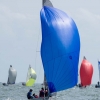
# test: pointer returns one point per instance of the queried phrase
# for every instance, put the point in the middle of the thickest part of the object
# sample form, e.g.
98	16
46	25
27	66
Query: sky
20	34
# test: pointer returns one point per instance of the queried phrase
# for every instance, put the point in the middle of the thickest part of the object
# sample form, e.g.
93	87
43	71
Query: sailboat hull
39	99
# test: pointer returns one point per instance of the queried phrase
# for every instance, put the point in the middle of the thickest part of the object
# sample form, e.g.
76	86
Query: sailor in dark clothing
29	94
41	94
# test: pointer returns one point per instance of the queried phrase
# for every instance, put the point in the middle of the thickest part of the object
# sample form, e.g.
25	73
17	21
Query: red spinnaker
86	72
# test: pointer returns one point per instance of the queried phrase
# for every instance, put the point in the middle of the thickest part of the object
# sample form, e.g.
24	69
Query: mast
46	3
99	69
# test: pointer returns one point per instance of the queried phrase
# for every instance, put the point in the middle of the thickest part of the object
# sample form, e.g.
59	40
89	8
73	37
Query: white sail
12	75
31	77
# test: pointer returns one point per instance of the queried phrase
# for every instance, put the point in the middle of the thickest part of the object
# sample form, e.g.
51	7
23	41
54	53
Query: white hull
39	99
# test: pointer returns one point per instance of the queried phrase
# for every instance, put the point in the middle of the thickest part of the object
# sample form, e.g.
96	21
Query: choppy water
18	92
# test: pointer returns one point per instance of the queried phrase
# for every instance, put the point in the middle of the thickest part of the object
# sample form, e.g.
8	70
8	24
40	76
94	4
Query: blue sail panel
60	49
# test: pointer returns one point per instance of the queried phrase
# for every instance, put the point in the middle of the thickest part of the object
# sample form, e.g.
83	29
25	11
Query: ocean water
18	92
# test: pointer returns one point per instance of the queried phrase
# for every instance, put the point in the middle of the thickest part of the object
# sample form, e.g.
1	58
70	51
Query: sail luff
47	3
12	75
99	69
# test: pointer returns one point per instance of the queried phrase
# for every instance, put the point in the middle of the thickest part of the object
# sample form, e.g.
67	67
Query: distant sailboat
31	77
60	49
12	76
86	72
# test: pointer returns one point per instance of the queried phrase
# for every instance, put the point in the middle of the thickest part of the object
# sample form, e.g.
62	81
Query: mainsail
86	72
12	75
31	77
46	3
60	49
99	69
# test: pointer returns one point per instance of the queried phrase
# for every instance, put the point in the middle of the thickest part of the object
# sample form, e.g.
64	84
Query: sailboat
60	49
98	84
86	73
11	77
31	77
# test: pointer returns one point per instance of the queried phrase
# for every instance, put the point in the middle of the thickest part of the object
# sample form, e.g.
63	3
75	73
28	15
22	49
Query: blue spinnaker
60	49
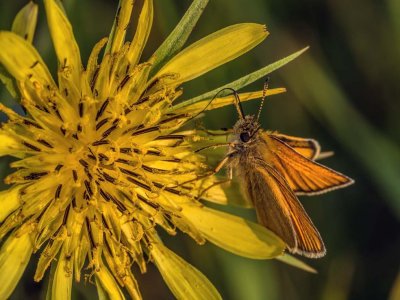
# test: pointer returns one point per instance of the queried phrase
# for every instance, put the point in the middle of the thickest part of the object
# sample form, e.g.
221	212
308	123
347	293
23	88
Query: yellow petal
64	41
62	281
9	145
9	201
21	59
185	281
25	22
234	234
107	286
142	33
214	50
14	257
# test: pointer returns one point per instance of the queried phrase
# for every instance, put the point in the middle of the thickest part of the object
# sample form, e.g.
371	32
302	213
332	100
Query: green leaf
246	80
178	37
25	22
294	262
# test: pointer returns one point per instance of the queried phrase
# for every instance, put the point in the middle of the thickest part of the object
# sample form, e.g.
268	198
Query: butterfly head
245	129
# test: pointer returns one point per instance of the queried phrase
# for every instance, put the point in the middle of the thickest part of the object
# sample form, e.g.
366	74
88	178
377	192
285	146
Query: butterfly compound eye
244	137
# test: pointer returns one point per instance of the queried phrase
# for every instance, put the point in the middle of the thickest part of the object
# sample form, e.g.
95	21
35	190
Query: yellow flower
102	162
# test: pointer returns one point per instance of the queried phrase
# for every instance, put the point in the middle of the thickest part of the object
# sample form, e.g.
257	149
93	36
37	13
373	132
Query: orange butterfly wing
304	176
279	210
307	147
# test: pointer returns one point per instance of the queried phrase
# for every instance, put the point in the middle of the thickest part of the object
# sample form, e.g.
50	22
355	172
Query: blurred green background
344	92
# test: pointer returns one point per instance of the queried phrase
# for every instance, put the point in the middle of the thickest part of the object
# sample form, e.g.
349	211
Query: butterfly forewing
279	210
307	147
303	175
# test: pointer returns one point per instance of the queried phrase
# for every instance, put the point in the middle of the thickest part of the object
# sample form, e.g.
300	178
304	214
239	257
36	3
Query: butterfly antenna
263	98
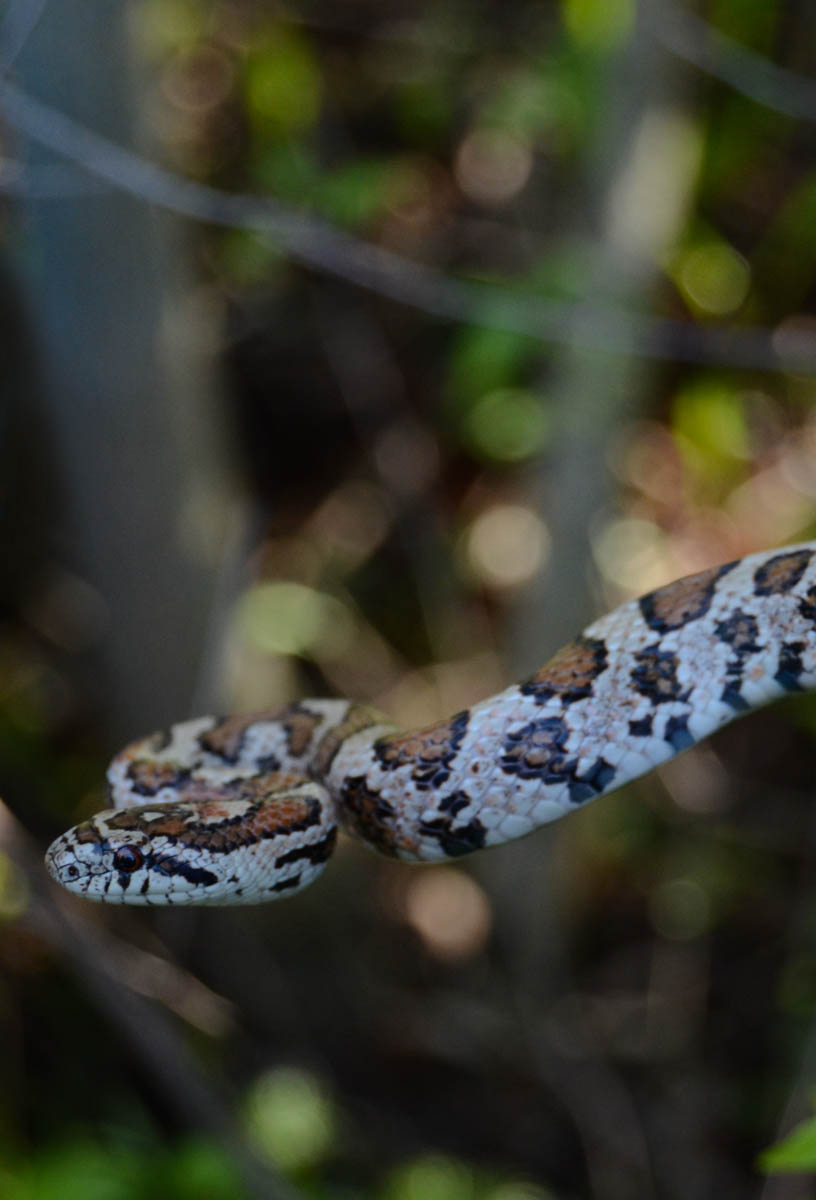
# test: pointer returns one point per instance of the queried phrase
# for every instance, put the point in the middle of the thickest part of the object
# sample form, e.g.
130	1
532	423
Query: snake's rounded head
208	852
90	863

WHAT IS EXPECTED: Leaving the pictures out, reproduce the entries above exactly.

REPLY:
# test: pointer returns one point per instance of the queried phrase
# for every instance, put the point in the middle of the thickest part of the object
# sample form, e.g.
98	16
46	25
27	66
Query: sky
20	34
# test: pointer returns one point per instance of the queried phrase
# for every instance, put the point in the middle of the thickest part of the object
# sample form, e.g.
93	87
43	71
Query: sailboat hull
39	99
# test: pointer returns one point per instance of the queried phrase
# for every instance, put the point in the middle of the thickest part of the object
# sample form, e.g.
76	86
Query: sailor in dark clothing
29	94
41	94
# test: pointer returns one point per instance of the queried phrase
# for every instance, put the point in the middle of the thickest part of the object
# sample form, e.g.
25	73
17	21
Query: red spinnaker
86	72
# test: pointer returns one point per instance of the queried phrase
# for every instance, put the point in the middle of the thickest part of the object
# sample form, e.g.
24	69
Query: mast
46	3
99	69
# test: pointer returns one point per instance of the queried phrase
# for every instance, put the point in the middle of the thickest part of the object
# sample form, e.g.
59	40
89	8
73	37
Query: white sail
12	75
31	77
# test: pointer returns one point per instance of the queried phrase
# for every instance, put the point in the middle of the thickest part of the object
# sample form, e.g.
51	7
23	41
54	53
Query: white hull
39	99
# test: pointer returns one point per instance of the queried phrase
# for every instance, put the point in the middle of the thickest part of the object
# sample form, e.g.
96	21
Query: choppy water
18	92
# test: pointer returns one point per instance of the queried phrase
# for every instance, put the point in the middle of the thickest part of the object
# sample form, e.g.
8	70
8	24
40	76
94	4
Query: blue sail panel
60	49
# test: pointer returns one point per instance of the queried phrase
# for every instance, put the point in the middle of the thickest part of the object
# sample form, e.g.
83	29
25	11
Query: ocean water
18	92
# test: pointer returns one point per instance of the queried phrase
# for every instance, put the point in the middle of the thickest part of the object
# sample form, e.g.
1	58
70	51
Query: sail luff
47	3
12	75
99	69
# test: pointer returns one point per instance of the queried phrase
# for every instance, put the point in the middle of the thickest part of the object
# sample form, e.g.
67	67
Query: distant sailboat
31	77
60	49
12	76
86	72
# test: pointer returns one point per instance of the queried phrase
# for every instance, put the point in the middle of the thickest part of the object
# sample form, e.g.
62	81
Query: mainsail
86	72
12	75
31	77
46	3
60	49
99	69
# test: pointer returns one point per instance of the queried phrase
# for every instance, put the point in the middle of the thickest part of the object
# sample form, e.g.
64	84
Query: sailboat
60	49
98	84
86	73
11	77
31	77
# test: pointer returns one point per instance of the queried phrase
# for every instance, put the point in the middle of the thickest part of the object
# sample form, e.g.
63	3
75	73
28	15
22	49
Query: blue spinnaker
60	49
# test: pointer returns one point per instance of the queried phrase
# for every instance, put the point in the middle of the thickest part of the object
# sample form, e.g.
221	212
308	123
347	293
23	88
Query: yellow petal
64	41
62	281
9	145
9	201
21	59
185	281
25	22
234	234
107	286
142	33
214	50
14	257
# test: pointer returns one point per instance of the queried phrase
# for every instance, put the point in the middle of the thickest part of the object
# sample form, e.g.
371	32
302	213
332	100
Query: green leaf
246	80
178	37
25	22
294	262
# test: pointer returns one point per instance of the queried phrase
# for every instance, put the point in the middle of the thickest part of the object
# sample form, e.g.
268	198
Query: butterfly head
245	129
# test: pointer returns one point per instance of the queried phrase
# for every instance, put the point in the middle of the thickest part of the object
# sample form, e.g.
366	74
88	178
377	192
285	146
Query: butterfly compound eye
244	137
# test: pointer returns one point per instance of the queried phrase
# for every instance, put the point in the middle of the thickest part of the object
# sample form, e.g.
95	21
35	190
Query: yellow flower
102	162
# test: pointer returns one point per instance of the queried phrase
# for every instance, put the point in the middle of the thickest part of the object
# sample form, e.g.
257	149
93	36
37	13
373	132
Query: orange butterfly wing
304	176
279	210
307	147
# test: pointer returns one point per instance of the queried phrase
# for every instance, put the point in the middle of the thickest part of the object
# sample form, e.g.
50	22
355	172
Query: blurred green background
344	92
# test: pointer returns one point per instance of the queried phrase
# for every instance, put the point in the middle of the thickest part of the object
# sample form, e.g.
349	211
Query: butterfly forewing
279	210
307	147
303	175
# test: pointer returns one point per instance of the queried phrase
# for every instance, put the point in the middle of the thickest part of the object
# sample form, e.g.
300	178
304	214
239	257
36	3
Query: butterfly antenna
263	98
# test: pointer returns one point per instance of the queried phrase
# for every instance, put the point in the middle of the thickest part of the object
# sample form, e.g.
130	1
532	423
Query: snake's rounded head
208	852
90	863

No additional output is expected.